Government Cuts continue: Women's Health Contribution program cut, interdisciplinary research loses.

Received this from my wonderful colleague Dayna Scott, director of the National Network on Environments and Women’s Health:

I regret to inform you that the National Network on Environments and Women’s Health, a research center that has been housed at York for the past decade, learned last week that our funding will end March 31, 2013.

The Network was part of the Women’s Health Contribution Program (WHCP), though which Health Canada had funded innovative interdisciplinary health research, built community partnerships and provided important mentorship opportunities for students in women’s health. The program was eliminated by Health Canada in the fallout from the federal budget 2012.

“The effect of this decision by Health Canada is yet another strong sign that the federal government is pulling away from its responsibility to gender equality. The work funded through the WHCP has been crucial to ensuring that Canadian women have had access to the best evidence and policy advice on women’s health issues, through research that recognized that social and environmental determinants of health are key“ said Chi Nguyen, Chair of the Board of the Canadian Women’s Health Network (another organization affected by the cuts to the WHCP).

##############################

● TASKS
**1)** Reproduce the post on the Women's Health Contribution Program cut word for word, from "The Network was" up to and including "federal budget 2012.".
**2)** Extend the post on the Women's Health Contribution Program cut, picking up after its final sentence.

[Stored entries]
##############################

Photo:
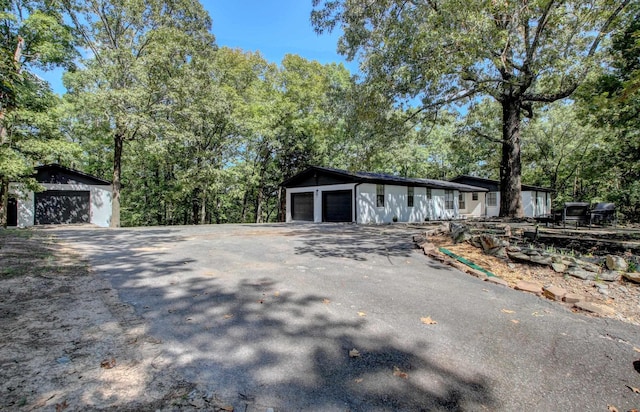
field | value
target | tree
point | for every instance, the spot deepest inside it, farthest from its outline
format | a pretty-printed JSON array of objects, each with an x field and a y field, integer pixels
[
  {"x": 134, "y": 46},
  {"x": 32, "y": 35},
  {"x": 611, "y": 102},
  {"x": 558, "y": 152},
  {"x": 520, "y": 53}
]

##############################

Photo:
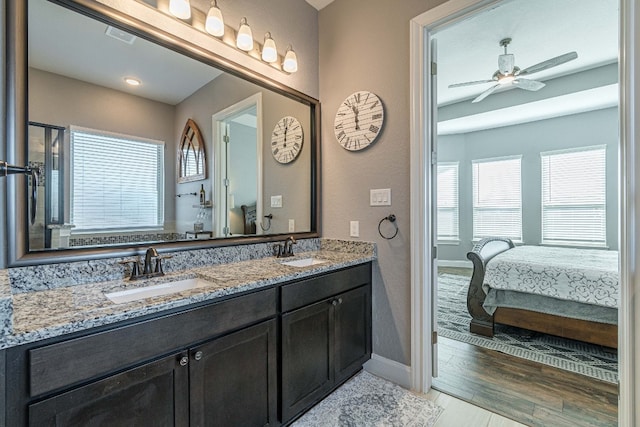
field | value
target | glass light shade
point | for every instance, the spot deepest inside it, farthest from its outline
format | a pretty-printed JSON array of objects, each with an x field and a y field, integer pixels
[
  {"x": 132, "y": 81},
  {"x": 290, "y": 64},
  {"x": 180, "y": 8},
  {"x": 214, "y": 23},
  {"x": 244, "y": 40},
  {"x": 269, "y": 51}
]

##############################

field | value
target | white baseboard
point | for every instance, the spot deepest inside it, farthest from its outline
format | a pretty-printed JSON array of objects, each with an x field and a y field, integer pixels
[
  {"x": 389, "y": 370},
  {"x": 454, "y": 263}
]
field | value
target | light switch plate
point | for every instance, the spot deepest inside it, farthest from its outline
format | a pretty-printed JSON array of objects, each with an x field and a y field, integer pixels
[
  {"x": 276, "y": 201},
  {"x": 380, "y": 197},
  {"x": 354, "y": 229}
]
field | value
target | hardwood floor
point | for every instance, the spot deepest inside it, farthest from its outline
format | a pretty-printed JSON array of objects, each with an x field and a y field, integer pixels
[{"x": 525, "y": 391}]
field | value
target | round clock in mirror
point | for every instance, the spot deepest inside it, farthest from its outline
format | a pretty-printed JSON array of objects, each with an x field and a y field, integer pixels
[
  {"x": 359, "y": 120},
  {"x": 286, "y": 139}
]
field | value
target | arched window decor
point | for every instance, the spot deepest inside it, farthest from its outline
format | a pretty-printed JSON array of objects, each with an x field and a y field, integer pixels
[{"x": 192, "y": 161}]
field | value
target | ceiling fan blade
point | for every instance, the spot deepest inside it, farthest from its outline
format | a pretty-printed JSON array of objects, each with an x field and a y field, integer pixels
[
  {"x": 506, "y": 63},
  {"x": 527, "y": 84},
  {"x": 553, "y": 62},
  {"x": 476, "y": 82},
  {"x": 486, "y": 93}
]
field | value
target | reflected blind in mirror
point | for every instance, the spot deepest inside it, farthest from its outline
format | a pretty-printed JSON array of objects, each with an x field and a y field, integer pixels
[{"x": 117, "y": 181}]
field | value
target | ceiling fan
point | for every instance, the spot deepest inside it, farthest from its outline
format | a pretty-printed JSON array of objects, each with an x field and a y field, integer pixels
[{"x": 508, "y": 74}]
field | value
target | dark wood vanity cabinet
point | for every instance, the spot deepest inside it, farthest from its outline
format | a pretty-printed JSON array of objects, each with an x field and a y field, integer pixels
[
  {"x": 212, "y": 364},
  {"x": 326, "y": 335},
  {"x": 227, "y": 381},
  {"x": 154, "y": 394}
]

##############################

● OUTPUTS FOR THE TASKS
**1)**
The Network was part of the Women’s Health Contribution Program (WHCP), though which Health Canada had funded innovative interdisciplinary health research, built community partnerships and provided important mentorship opportunities for students in women’s health. The program was eliminated by Health Canada in the fallout from the federal budget 2012.

**2)**
In recent years at NNEWH we have conducted research on the governance of toxics, with specific attention to the way that sex and gender considerations are incorporated into decision making in the management of the risks from everyday chemical exposures.

We add our voices to the growing body of Canadians who are shocked and outraged by the short-sightedness of the federal government cuts to programs, services and the federal civil service, particularly in the areas of Aboriginal women’s health and the environment. These cuts are in direct contradiction to the pledges regarding gender equality that Canada has made both in international commitments and to Canadians. Women are being hit particularly hard with these cuts, and, because the research being eliminated generated proactive, preventative strategies for health promotion, these cuts will cost everyone in the long term. The end of this work will be most strongly felt by the disadvantaged and the disempowered.